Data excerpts
--- --- ---

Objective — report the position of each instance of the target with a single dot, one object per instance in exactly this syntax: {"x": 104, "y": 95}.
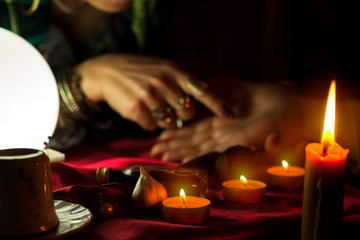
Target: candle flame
{"x": 183, "y": 196}
{"x": 243, "y": 180}
{"x": 285, "y": 165}
{"x": 328, "y": 137}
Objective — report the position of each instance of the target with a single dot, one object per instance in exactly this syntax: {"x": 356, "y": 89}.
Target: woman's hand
{"x": 149, "y": 91}
{"x": 268, "y": 118}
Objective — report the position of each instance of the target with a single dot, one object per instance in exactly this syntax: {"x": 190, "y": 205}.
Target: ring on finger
{"x": 164, "y": 113}
{"x": 184, "y": 103}
{"x": 196, "y": 87}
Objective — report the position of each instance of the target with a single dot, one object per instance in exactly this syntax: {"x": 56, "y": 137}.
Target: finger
{"x": 208, "y": 97}
{"x": 169, "y": 92}
{"x": 122, "y": 100}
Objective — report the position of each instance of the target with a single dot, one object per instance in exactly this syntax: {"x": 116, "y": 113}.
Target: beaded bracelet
{"x": 74, "y": 103}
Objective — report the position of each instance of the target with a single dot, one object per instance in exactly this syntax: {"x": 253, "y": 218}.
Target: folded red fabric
{"x": 278, "y": 216}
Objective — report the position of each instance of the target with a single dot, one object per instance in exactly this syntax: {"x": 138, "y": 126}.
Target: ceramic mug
{"x": 26, "y": 198}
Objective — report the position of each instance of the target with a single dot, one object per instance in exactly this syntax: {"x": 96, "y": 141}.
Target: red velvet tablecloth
{"x": 277, "y": 217}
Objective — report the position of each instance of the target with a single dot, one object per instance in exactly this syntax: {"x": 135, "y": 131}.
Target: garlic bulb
{"x": 147, "y": 191}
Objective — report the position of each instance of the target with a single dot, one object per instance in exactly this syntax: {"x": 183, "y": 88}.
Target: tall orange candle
{"x": 324, "y": 182}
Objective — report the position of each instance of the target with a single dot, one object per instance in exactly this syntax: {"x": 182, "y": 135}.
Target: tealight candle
{"x": 243, "y": 190}
{"x": 186, "y": 209}
{"x": 286, "y": 176}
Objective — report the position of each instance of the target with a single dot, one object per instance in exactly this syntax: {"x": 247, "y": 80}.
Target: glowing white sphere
{"x": 29, "y": 101}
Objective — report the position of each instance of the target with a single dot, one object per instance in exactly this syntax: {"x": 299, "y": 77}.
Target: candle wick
{"x": 325, "y": 149}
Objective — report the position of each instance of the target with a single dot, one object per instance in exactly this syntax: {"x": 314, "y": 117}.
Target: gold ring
{"x": 164, "y": 113}
{"x": 34, "y": 6}
{"x": 197, "y": 87}
{"x": 184, "y": 103}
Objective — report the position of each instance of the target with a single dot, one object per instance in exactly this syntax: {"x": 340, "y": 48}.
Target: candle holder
{"x": 186, "y": 210}
{"x": 243, "y": 191}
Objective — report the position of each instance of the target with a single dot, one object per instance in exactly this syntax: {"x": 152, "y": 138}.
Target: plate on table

--- --- ---

Exercise prompt — The expected result is an exact transcription of the lines from the one containing "Target: candle wick" through the end of the records above; please include both ends.

Written answer —
Target: candle wick
{"x": 325, "y": 149}
Objective — report the position of each instance of the target with a single dot, one object per instance in exactly this syntax: {"x": 314, "y": 117}.
Target: gold ring
{"x": 164, "y": 113}
{"x": 34, "y": 6}
{"x": 197, "y": 87}
{"x": 184, "y": 103}
Objective — report the position of each instance of the target with a single dot, one object per instance in exactly this syntax: {"x": 340, "y": 48}.
Target: candle holder
{"x": 186, "y": 210}
{"x": 243, "y": 191}
Objective — report the position of each instance of the target with a single dot, one object per instance in exactly this syntax: {"x": 152, "y": 138}.
Target: plate on table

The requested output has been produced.